From the line containing "Task — place a point on the distant" through the final line of the records, reproduce every line exactly.

◆ Data shown
○ ○ ○ ○
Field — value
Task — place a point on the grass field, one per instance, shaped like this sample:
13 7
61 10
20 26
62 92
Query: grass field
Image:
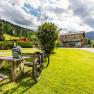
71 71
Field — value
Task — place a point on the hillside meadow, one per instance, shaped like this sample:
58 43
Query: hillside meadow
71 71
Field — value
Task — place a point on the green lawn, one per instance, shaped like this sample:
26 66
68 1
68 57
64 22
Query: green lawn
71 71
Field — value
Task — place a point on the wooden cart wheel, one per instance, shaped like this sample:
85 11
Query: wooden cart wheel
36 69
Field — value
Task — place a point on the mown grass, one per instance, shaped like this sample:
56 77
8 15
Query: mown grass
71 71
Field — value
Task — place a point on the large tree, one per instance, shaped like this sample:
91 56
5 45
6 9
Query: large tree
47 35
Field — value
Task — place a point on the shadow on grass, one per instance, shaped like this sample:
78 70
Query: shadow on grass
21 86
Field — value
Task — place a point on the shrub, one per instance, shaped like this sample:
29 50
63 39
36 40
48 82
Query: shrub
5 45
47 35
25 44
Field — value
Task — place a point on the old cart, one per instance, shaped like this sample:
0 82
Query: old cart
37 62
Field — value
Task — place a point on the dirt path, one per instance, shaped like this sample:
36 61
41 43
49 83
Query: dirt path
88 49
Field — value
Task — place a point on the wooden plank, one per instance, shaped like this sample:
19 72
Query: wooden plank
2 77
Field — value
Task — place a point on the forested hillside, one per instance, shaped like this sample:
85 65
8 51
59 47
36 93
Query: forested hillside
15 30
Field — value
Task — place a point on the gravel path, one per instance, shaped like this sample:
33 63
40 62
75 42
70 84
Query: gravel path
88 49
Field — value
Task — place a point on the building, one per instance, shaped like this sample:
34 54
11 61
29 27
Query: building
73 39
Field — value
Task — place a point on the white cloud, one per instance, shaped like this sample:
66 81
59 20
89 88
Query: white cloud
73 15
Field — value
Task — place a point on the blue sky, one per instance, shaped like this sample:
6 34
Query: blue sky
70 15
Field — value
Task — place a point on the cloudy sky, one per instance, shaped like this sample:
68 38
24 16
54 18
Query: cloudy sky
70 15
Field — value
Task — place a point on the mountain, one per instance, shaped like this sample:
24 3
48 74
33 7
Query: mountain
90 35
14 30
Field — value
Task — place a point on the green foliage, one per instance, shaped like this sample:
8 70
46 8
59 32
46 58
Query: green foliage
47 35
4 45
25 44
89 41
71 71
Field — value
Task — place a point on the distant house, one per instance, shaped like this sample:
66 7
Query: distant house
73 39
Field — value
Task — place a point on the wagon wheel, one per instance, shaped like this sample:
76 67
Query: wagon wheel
○ ○ ○ ○
◆ Output of the exercise
Task — place a point on the distant house, one per instance, shaped like this sample:
66 7
Query: distant house
73 39
Field — value
Task — place a point on the wagon wheel, one per instance, shaped like this sample:
76 67
Query: wagon wheel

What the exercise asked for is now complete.